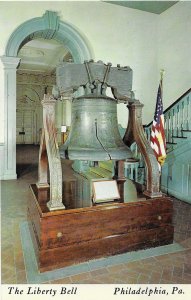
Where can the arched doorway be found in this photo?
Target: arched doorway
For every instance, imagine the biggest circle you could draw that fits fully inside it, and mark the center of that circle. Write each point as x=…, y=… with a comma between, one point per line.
x=49, y=26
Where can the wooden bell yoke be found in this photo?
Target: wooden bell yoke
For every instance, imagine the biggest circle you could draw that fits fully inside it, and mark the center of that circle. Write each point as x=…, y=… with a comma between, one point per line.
x=63, y=235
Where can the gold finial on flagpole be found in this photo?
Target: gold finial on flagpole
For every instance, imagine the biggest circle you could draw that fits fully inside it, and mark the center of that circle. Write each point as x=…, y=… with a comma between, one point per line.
x=162, y=71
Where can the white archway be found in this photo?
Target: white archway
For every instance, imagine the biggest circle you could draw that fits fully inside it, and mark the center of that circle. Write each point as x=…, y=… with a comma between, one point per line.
x=49, y=26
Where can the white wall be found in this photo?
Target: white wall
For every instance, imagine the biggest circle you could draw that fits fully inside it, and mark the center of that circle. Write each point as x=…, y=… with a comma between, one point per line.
x=174, y=50
x=121, y=35
x=116, y=34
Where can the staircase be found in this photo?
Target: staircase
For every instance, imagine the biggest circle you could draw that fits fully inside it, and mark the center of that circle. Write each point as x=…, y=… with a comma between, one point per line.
x=176, y=172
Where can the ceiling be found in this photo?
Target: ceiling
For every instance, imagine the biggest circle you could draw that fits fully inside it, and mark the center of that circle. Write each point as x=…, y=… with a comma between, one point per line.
x=42, y=56
x=156, y=7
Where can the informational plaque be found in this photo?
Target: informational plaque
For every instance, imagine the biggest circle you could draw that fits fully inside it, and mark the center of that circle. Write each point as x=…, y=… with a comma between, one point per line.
x=106, y=190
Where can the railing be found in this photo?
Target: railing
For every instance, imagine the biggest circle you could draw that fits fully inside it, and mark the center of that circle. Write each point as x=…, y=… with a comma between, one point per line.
x=177, y=120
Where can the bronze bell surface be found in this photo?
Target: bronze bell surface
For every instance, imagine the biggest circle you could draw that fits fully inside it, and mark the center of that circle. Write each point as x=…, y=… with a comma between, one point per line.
x=94, y=134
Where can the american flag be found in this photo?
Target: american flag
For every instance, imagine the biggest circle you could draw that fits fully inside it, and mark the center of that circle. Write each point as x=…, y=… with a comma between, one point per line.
x=158, y=140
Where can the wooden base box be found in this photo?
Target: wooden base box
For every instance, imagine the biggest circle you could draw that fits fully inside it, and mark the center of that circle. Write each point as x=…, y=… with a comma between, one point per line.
x=77, y=234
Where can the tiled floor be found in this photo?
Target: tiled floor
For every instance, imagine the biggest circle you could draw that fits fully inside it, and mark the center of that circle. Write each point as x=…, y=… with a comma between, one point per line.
x=168, y=268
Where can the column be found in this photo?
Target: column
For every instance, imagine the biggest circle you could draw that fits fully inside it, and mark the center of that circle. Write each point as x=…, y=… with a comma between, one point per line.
x=10, y=65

========================================

**EXERCISE BRIEF:** Please reproduce all of the records above word for word, leaving out the pictures.

**THE REPLY:**
Where can the arched doorway be found in this photo?
Target: arched doorway
For every instance, imagine the biggest circle you could draw that fits fully inside it, and mark the center of that circle. Write each point as x=…, y=… with a comma between, one point per line.
x=49, y=26
Where can the wooden bell yoke be found in this photo?
Target: wooden bell yoke
For every instance, imagine the biggest circle you could draw that fits fully inside it, and mark the center of that circle. Write each point as x=…, y=… with a comma between, one point per line.
x=63, y=235
Where can the gold finial on flagpole be found in this photo?
Target: gold finial on flagpole
For every instance, imagine the biggest circle you could draw that fits fully inside it, and mark the center of that circle. Write each point as x=…, y=… with a comma between, one point per line.
x=162, y=71
Where can the white archway be found in this photo?
Target: white archway
For every instance, imagine the biggest circle you could draw that fits fully inside it, and mark the center of that circle. Write each point as x=…, y=… with a comma between, one point per line.
x=49, y=26
Where can the white wall be found in this photo?
Target: white wall
For every instance, imagine the biggest circle you could draw that fits fully inside it, and mark the center of that circle. Write each point as x=…, y=… with a comma between, one point per line.
x=174, y=50
x=121, y=35
x=116, y=34
Where can the staircase be found in this photo?
Target: staircase
For every instance, imagine the biggest circle you could draw that fits fully inside it, and mark the center of that circle. Write each point as x=…, y=… with a comma between, one point per line.
x=176, y=172
Where can the ceiling be found in this photo?
Target: ceiling
For every instance, imagine the biggest circle you could draw that fits fully inside it, and mark the center of that circle. Write each point as x=…, y=… with a comma between, one point per line.
x=42, y=56
x=156, y=7
Where can the informational plaque be found in this photo?
Target: informational plaque
For every instance, imagine the biggest circle you could draw that fits fully inside it, and mark the center of that circle. Write each point as x=…, y=… with a comma between, one point per line.
x=106, y=190
Where can the railing be found in this photo?
Target: railing
For every instance, imagine the biggest circle you could draw that fits fully inside it, and mark the center of that circle. Write each point as x=…, y=… with a comma between, one point per line.
x=177, y=120
Where can the bronze bell surface be found in this photo?
Target: bronze bell surface
For every instance, imagine the biggest circle you could draw that fits fully inside it, and mark the center of that circle. Write each point as x=…, y=… with a comma between, one point per line.
x=94, y=134
Where can the american flag be found in this photo?
Target: american flag
For every instance, imagine the biggest circle you could draw that fits fully inside it, and mark the center of that circle. Write each point as x=…, y=… with a comma between, one point per line.
x=158, y=140
Where can the wooden base box be found in this photo?
Target: wooden base box
For every instance, imagine the biggest circle you could draw that fits fully inside it, and mark the center of that circle. Write each point as x=…, y=… with a comma between, one point per line.
x=77, y=234
Where can the tiled floor be found in this photo?
Target: tiled floor
For every instance, imagine the biggest circle you could draw that fits fully inside it, and mark the center of that circle. Write each point as x=…, y=… with a comma between, one point per line.
x=168, y=268
Where can the column be found in this photo?
Target: column
For every instance, imagine the biggest circle you could draw that fits fully inside it, and mark the center of that circle. Write each point as x=…, y=… with a comma between, one point per line.
x=10, y=65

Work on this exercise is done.